Write out each line below exactly as it appears.
*** Listed entries ***
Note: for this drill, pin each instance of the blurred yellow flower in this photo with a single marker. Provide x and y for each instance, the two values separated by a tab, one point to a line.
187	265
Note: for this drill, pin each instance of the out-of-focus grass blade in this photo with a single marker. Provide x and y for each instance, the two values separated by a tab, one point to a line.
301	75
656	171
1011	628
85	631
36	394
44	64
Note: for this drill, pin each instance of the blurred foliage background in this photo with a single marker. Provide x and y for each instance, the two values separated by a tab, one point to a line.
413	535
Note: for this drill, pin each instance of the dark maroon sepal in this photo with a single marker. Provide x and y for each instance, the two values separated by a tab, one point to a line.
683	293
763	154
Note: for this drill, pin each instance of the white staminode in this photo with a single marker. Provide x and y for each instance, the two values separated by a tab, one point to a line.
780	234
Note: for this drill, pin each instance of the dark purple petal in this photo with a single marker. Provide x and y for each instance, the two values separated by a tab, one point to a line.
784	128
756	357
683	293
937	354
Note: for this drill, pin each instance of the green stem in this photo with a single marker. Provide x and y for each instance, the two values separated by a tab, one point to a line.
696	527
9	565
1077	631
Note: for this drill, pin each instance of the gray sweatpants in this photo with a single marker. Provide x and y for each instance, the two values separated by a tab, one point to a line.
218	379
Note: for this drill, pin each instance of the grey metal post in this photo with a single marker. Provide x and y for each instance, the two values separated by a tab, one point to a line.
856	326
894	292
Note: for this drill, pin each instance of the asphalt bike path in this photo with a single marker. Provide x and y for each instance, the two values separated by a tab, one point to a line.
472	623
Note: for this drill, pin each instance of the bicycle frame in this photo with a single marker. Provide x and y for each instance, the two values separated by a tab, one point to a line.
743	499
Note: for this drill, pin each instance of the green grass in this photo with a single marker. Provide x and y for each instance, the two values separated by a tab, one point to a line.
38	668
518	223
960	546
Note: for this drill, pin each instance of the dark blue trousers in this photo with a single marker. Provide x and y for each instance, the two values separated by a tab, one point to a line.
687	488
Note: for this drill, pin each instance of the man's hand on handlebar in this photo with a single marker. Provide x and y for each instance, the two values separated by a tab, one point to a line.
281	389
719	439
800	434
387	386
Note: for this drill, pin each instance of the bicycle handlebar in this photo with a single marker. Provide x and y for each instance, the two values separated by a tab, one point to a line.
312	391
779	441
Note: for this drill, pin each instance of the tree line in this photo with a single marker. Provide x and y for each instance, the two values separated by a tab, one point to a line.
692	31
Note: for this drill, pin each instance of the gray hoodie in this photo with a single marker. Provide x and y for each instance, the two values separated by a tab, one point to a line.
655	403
*** End of Listed entries ***
## Output of the exercise:
Note: for this drill, pin each instance of the blurred yellow flower in this photo with a single marker. Provide x and y for each instance, the two values separated by a tab, one point to a line.
187	265
Note: for this drill, pin each instance of the out-of-focus grass blade in this photo with a single marker. Provide x and y for each instance, the two values separated by a tab, one point to a line.
301	75
656	171
1011	628
85	631
36	394
44	64
Note: for this drill, pin each instance of the blurred foliage background in this photo with a single marker. Provide x and y for each instance, the two values separated by a tab, one point to a line.
413	535
Note: for this drill, pin each instance of the dark maroon sepal in this photo with a single marker. Provide x and y for each instance, the two values separated by a tab, one point to a line.
683	293
763	154
Note: for this drill, pin each instance of the white staminode in this photo with a single marker. Provide x and y for each instance, the two values separated by a tab, one point to a line.
780	234
Note: for this drill, pin each instance of the dark purple petal in this photo with a single marker. Provide x and y for each instance, the two values separated by a tab, one point to a line.
784	128
756	357
683	293
937	354
Note: for this drill, pin each instance of the green stem in this photo with a single marker. Provide x and y for each instance, the two values separated by a tab, one point to a line.
696	527
9	565
1077	631
Note: for this drill, pin each instance of the gray sweatpants in this photo with a single marker. Provide x and y for each instance, the two values separated by a tab, one point to a line.
218	379
Note: for this drill, pin each instance of the grey metal post in this photo with a single marker. Provide x and y for each instance, the two values separated by a tab, one point to a line.
856	326
894	292
Note: for this drill, pin each instance of the asphalt bike path in this photo with a single marker. Provide x and y for each instance, the two values separated by a tab, one point to a line.
472	623
Note: for this drill, pin each instance of the bicycle frame in this photo with a single marker. Provide x and y for each instance, the two values separated by a tab, one point to a line.
743	499
Note: for this drill, pin each instance of the green grass in this photo with a single marker. Provide x and y for each instance, the two values separated by a tab, one point to a line.
38	668
518	223
960	546
Note: for this drill, pin each instance of the dark blue trousers in this photo with a single marker. Provide x and y for each instance, the two values separated by a tab, one point to a line.
687	488
Note: for this drill, pin each instance of the man's hand on handlebar in this photo with a single marker. Provide x and y for each instance, the two values separated by a tab, one point to a line.
281	389
719	439
800	434
387	386
Note: for this drill, pin each instance of the bicycle handlebar in this photo with a single marker. Provide x and y for each instance, the two values separated by a tab, one point to a line.
312	391
779	441
Note: for this drill, pin each instance of the tree line in this photo with a single marker. Provide x and y for each instance, the two values separated by a tab, one point to a line.
692	31
Note: for this drill, pin each instance of the gray hoodie in this photo with a single marker. Provide x and y for each instance, the two values separated by a tab, one point to a line.
655	403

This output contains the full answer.